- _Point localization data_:

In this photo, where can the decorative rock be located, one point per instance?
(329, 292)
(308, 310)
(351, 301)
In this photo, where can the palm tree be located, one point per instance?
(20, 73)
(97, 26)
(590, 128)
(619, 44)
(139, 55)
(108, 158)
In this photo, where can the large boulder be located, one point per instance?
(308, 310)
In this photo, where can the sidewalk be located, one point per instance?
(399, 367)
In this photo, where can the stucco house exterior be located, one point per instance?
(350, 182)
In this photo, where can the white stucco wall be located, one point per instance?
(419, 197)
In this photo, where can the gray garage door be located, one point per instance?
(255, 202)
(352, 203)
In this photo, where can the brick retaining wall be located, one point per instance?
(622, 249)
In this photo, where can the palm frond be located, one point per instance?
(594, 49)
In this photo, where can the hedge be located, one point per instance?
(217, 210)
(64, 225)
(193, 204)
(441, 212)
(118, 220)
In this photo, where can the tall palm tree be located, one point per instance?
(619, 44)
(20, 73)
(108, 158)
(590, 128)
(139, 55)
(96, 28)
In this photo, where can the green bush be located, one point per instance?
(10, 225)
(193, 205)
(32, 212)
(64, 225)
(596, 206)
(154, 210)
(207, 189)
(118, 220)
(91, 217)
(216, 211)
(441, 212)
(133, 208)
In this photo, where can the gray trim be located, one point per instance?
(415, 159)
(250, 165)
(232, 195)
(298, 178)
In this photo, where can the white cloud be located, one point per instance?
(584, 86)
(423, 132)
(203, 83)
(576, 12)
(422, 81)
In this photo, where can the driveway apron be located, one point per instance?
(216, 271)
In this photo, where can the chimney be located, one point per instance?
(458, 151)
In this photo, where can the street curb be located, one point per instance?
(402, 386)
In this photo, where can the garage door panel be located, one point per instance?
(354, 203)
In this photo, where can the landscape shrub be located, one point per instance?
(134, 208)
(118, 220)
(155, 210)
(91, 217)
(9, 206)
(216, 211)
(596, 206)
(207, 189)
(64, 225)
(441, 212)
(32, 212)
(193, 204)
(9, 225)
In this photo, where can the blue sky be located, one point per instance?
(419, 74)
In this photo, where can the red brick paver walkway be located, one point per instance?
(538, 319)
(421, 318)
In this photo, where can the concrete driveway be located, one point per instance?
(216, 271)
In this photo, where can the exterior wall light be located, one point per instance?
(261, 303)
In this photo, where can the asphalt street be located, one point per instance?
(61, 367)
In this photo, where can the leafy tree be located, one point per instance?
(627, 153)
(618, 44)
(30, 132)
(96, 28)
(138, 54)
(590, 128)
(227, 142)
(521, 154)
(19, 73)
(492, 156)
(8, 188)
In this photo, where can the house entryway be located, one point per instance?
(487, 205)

- _Work item_:
The line containing "In this photo, where can the exterior" and all lines after it, to the end of the records, are to be output exactly and alone.

- _Exercise solution_:
In this photo, where can the exterior wall light be located, one point per instance?
(261, 303)
In this photo, where can the asphalt street be located, one point per instance?
(61, 367)
In this photo, where can the leafy tree be located, one point per instance?
(627, 153)
(618, 44)
(30, 132)
(96, 28)
(138, 54)
(590, 128)
(227, 142)
(521, 154)
(19, 73)
(492, 156)
(8, 188)
In this photo, where can the house entryway be located, one point per instance?
(487, 205)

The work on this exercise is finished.